TASK PROMPT: Word for word, reproduce the data that follows.

PROVIDED RECORDS:
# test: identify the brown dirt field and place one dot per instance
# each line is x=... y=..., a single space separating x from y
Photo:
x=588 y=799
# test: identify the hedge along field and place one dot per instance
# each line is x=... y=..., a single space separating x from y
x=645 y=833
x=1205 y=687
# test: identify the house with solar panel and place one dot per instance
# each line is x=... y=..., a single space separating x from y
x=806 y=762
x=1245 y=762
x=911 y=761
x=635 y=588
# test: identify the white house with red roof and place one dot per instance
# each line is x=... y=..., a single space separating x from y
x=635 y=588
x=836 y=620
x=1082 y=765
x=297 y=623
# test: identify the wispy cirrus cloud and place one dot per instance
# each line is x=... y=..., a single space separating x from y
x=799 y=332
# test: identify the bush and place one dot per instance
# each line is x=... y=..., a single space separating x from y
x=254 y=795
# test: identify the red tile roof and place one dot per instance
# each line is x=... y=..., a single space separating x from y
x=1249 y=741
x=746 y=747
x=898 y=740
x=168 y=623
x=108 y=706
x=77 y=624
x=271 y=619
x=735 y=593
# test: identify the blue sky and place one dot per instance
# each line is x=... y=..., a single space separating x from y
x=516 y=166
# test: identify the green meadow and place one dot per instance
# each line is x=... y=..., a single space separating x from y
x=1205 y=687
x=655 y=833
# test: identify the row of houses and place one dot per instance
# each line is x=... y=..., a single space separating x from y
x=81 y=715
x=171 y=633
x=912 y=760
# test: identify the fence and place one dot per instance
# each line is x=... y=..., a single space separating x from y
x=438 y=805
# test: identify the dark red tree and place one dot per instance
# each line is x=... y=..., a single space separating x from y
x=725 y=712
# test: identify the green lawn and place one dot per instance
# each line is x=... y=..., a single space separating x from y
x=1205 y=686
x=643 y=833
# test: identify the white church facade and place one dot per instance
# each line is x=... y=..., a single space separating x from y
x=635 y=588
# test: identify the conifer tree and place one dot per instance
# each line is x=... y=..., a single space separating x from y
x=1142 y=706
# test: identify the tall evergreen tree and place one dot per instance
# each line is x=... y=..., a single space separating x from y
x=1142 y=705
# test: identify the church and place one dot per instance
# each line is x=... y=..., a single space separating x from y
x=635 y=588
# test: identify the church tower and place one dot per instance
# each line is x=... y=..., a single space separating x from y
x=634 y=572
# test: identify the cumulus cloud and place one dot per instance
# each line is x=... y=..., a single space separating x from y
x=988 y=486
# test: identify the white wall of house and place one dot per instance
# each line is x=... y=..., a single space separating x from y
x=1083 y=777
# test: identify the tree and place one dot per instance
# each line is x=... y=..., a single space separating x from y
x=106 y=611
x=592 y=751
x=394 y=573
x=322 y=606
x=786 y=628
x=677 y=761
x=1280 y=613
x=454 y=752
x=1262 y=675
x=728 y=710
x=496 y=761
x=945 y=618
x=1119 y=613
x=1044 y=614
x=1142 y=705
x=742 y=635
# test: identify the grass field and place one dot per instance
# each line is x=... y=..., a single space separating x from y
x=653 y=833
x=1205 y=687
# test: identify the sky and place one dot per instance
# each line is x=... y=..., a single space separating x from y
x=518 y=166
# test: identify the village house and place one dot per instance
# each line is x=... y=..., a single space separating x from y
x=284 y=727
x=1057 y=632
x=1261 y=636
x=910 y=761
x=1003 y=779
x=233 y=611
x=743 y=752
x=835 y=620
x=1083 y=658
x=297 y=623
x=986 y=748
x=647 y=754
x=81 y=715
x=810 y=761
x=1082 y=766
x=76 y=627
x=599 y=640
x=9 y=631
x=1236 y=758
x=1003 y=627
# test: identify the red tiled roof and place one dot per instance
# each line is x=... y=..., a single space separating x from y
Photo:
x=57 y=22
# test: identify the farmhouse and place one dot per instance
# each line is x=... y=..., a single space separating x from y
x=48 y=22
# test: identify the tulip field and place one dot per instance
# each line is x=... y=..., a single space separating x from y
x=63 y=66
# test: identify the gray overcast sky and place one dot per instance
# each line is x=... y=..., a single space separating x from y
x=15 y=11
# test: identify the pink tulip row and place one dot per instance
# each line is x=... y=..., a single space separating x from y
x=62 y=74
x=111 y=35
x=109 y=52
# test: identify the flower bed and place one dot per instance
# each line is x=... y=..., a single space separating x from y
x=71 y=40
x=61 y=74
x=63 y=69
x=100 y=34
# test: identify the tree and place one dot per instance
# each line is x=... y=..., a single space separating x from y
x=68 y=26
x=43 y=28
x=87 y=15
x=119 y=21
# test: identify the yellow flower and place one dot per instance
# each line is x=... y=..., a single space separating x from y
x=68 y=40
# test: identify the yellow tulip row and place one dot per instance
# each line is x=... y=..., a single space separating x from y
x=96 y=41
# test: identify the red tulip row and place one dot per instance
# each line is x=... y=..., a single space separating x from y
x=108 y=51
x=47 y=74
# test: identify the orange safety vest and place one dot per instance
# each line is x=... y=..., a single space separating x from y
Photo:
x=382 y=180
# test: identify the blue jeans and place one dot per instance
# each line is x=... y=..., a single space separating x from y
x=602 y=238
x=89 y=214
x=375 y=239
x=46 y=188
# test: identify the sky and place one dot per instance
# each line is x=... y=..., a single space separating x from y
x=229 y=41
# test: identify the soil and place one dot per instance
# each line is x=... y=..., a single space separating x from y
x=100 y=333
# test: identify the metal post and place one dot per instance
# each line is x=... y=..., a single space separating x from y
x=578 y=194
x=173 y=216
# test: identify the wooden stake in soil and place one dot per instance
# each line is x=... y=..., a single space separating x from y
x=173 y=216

RESULT OF THIS EXERCISE:
# test: identify the brown dirt field and place one dot per instance
# each line is x=... y=..., a single space separating x from y
Photo:
x=588 y=799
# test: identify the hedge along field and place one dot per instance
# each line is x=... y=..., a single space separating x from y
x=645 y=833
x=1205 y=687
# test: identify the house with solar panel and place one dot per instance
# each line is x=... y=..., a single space separating x from y
x=806 y=762
x=1245 y=762
x=911 y=761
x=635 y=588
# test: identify the white house with red roof and place one dot per instance
# each line is x=... y=..., a single space separating x from y
x=635 y=588
x=836 y=620
x=1082 y=765
x=297 y=623
# test: identify the wispy cirrus cloud and place one dot per instance
# each line is x=... y=..., a single space separating x from y
x=799 y=332
# test: identify the bush and place one dot per instance
# each line is x=... y=..., a single space separating x from y
x=254 y=795
# test: identify the red tile roof and place one dot per instance
# each line is x=... y=..., a single space separating x from y
x=1249 y=741
x=746 y=747
x=898 y=740
x=168 y=623
x=108 y=706
x=77 y=624
x=271 y=619
x=735 y=593
# test: identify the blue sky and place one dot per instance
# each line is x=... y=..., a single space separating x from y
x=516 y=166
# test: identify the green meadow and place one dot per instance
# each line is x=... y=..., a single space separating x from y
x=1205 y=687
x=655 y=833
# test: identify the row of houses and place one dot per instance
# each line is x=... y=..., a single space separating x from y
x=81 y=715
x=171 y=633
x=912 y=760
# test: identify the fence and place one dot per instance
# each line is x=... y=..., a single space separating x from y
x=438 y=805
# test: identify the dark red tree and place one dot per instance
# each line is x=... y=..., a single space separating x from y
x=725 y=712
# test: identify the green lawn and place one dot per instance
# each line is x=... y=..., a single space separating x from y
x=1205 y=686
x=643 y=833
# test: identify the white church facade and place one dot per instance
# each line is x=... y=..., a single space separating x from y
x=635 y=588
# test: identify the conifer tree and place one dot per instance
# each line is x=... y=..., a single space separating x from y
x=1142 y=706
# test: identify the tall evergreen tree and place one dot per instance
# each line is x=... y=..., a single space separating x from y
x=1142 y=705
# test: identify the church and place one dot per instance
# each line is x=... y=..., a single space separating x from y
x=635 y=588
# test: identify the church tower and place one dot per instance
# each line is x=... y=..., a single space separating x from y
x=634 y=572
# test: identify the cumulus cloud and place one dot per instance
# each line is x=... y=..., a single space separating x from y
x=988 y=486
# test: identify the white wall of house and place one dot per instance
# each line is x=... y=..., a single space separating x from y
x=1083 y=777
# test: identify the tree and place one dot per instance
# each line is x=... y=..., a single space separating x from y
x=106 y=611
x=592 y=751
x=394 y=573
x=322 y=606
x=786 y=628
x=677 y=761
x=1280 y=613
x=454 y=752
x=1262 y=675
x=728 y=710
x=496 y=761
x=945 y=618
x=1119 y=613
x=1044 y=614
x=1142 y=705
x=742 y=635
# test: identify the grass field and place one dot per instance
# each line is x=... y=..., a single space separating x from y
x=653 y=833
x=1205 y=687
# test: identify the sky and place one dot per instance
# each line is x=... y=..., a single space separating x from y
x=518 y=166
# test: identify the village house and place one dot per instance
# each line is x=... y=..., a single space separating x from y
x=284 y=727
x=1057 y=632
x=1261 y=636
x=910 y=761
x=1003 y=779
x=233 y=611
x=743 y=752
x=835 y=620
x=1083 y=658
x=297 y=623
x=986 y=748
x=647 y=754
x=81 y=715
x=810 y=761
x=1082 y=766
x=76 y=627
x=599 y=640
x=9 y=631
x=1236 y=758
x=1003 y=627
# test: identify the red tiled roof and place one dot per instance
# each line is x=... y=..., a single space separating x from y
Photo:
x=57 y=22
# test: identify the farmhouse and place one dot per instance
# each line is x=... y=..., a single space separating x from y
x=48 y=22
# test: identify the tulip field and place one dot per instance
# each line is x=... y=..., a single space separating x from y
x=63 y=66
# test: identify the gray overcast sky and place one dot per instance
# each line is x=... y=..., a single space separating x from y
x=15 y=11
# test: identify the pink tulip row and place one dot per instance
# each line is x=... y=..., a single space separating x from y
x=62 y=74
x=111 y=35
x=109 y=52
# test: identify the flower bed and place one dot per instance
# each line is x=... y=..., a single space separating x from y
x=71 y=40
x=61 y=74
x=63 y=69
x=100 y=34
# test: identify the tree and place one dot per instance
# each line is x=... y=..., a single space separating x from y
x=68 y=26
x=43 y=28
x=87 y=15
x=119 y=21
# test: identify the yellow flower and place one dot per instance
# each line is x=... y=..., a single space separating x from y
x=68 y=40
# test: identify the yellow tulip row and place one dot per instance
# each line is x=... y=..., a single space separating x from y
x=96 y=41
# test: identify the red tulip row and place one dot per instance
# each line is x=... y=..., a single space separating x from y
x=108 y=51
x=47 y=74
# test: identify the orange safety vest and place one dot per instance
# each line is x=... y=..., a single space separating x from y
Photo:
x=382 y=180
# test: identify the blue jeans and place one dot per instance
# each line is x=... y=..., a single space separating x from y
x=602 y=238
x=89 y=214
x=375 y=239
x=46 y=188
# test: identify the sky and place one dot per instance
# each line is x=... y=..., a single space separating x from y
x=229 y=41
# test: identify the soil and place one dot per instance
# each line is x=... y=..., a single space separating x from y
x=100 y=333
# test: identify the metal post and place one dot per instance
# each line is x=... y=..., a single space separating x from y
x=578 y=194
x=173 y=216
# test: identify the wooden stake in soil and place one dot per instance
# each line is x=... y=..., a single space separating x from y
x=173 y=216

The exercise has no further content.